Raw data:
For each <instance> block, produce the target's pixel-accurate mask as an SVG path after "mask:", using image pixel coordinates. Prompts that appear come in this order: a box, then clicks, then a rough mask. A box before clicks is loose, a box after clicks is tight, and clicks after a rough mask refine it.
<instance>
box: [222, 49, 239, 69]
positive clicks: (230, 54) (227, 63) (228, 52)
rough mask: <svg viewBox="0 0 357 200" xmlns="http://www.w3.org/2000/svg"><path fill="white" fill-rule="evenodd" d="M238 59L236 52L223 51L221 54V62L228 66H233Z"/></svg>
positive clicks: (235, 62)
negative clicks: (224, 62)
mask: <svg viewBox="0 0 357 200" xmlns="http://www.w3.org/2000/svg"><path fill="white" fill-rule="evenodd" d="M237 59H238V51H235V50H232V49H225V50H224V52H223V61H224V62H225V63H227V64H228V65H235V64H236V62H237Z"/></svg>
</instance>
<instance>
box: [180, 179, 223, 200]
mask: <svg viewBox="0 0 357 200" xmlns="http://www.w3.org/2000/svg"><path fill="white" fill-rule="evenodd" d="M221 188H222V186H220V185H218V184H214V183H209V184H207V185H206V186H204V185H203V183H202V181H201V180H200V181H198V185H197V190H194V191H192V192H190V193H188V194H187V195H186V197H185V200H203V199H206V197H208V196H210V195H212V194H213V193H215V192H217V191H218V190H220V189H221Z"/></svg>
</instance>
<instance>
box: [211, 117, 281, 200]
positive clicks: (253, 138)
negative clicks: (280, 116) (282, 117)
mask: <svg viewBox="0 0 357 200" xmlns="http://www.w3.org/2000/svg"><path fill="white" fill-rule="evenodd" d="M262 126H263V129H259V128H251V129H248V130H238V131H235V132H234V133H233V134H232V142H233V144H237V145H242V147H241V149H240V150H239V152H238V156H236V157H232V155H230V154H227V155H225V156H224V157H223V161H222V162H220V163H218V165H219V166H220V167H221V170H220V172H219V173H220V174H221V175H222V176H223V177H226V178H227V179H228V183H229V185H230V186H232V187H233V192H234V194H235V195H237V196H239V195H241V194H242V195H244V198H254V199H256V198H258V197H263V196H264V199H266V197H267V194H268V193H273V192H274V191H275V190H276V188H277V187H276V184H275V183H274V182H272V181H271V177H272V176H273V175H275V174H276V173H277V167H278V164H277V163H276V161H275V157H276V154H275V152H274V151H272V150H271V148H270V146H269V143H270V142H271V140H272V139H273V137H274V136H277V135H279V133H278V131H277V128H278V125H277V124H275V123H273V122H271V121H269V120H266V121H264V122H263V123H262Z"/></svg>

What the task asks: Would you repeat each of the lines above exactly?

Completed exercise:
For each <instance> block, produce the target's pixel-accurate mask as an SVG path after "mask:", using image pixel coordinates. Prompts that appear come in this order: a box, then clicks, then a rough mask. A box before clicks is loose, a box after clicks is tight, and clicks after a rough mask refine it.
<instance>
box: [222, 49, 239, 69]
positive clicks: (230, 54) (227, 63) (228, 52)
rough mask: <svg viewBox="0 0 357 200" xmlns="http://www.w3.org/2000/svg"><path fill="white" fill-rule="evenodd" d="M238 59L236 52L223 51L221 54V62L228 66H233Z"/></svg>
positive clicks: (235, 62)
negative clicks: (224, 62)
mask: <svg viewBox="0 0 357 200" xmlns="http://www.w3.org/2000/svg"><path fill="white" fill-rule="evenodd" d="M237 59H238V51H235V50H232V49H225V50H224V52H223V61H224V62H225V63H227V64H228V65H235V64H236V62H237Z"/></svg>
</instance>
<instance>
box: [180, 179, 223, 200]
mask: <svg viewBox="0 0 357 200" xmlns="http://www.w3.org/2000/svg"><path fill="white" fill-rule="evenodd" d="M221 188H222V186H220V185H218V184H214V183H209V184H207V185H206V186H204V185H203V183H202V181H201V180H200V181H198V185H197V190H194V191H192V192H190V193H188V194H187V195H186V197H185V200H203V199H206V197H208V196H210V195H212V194H213V193H215V192H217V191H218V190H220V189H221Z"/></svg>
</instance>
<instance>
box: [211, 117, 281, 200]
positive clicks: (253, 138)
negative clicks: (280, 116) (282, 117)
mask: <svg viewBox="0 0 357 200" xmlns="http://www.w3.org/2000/svg"><path fill="white" fill-rule="evenodd" d="M262 126H263V129H259V128H251V129H248V130H238V131H235V132H234V133H233V134H232V142H233V144H237V145H242V147H241V149H240V150H239V152H238V156H236V157H232V155H230V154H227V155H225V156H224V157H223V161H222V162H220V163H218V165H219V166H220V167H221V170H220V172H219V173H220V174H221V175H222V176H223V177H226V178H227V179H228V183H229V185H230V186H232V187H233V192H234V194H235V195H237V196H239V195H241V194H242V195H244V198H254V199H256V198H258V197H263V196H264V199H266V197H267V194H268V193H273V192H274V191H275V190H276V188H277V187H276V184H275V183H274V182H272V181H271V177H272V176H273V175H275V174H276V173H277V167H278V164H277V163H276V161H275V157H276V154H275V152H274V151H272V150H271V148H270V146H269V143H270V142H271V140H272V139H273V137H274V136H277V135H279V133H278V131H277V128H278V125H277V124H275V123H273V122H271V121H269V120H266V121H264V122H263V123H262Z"/></svg>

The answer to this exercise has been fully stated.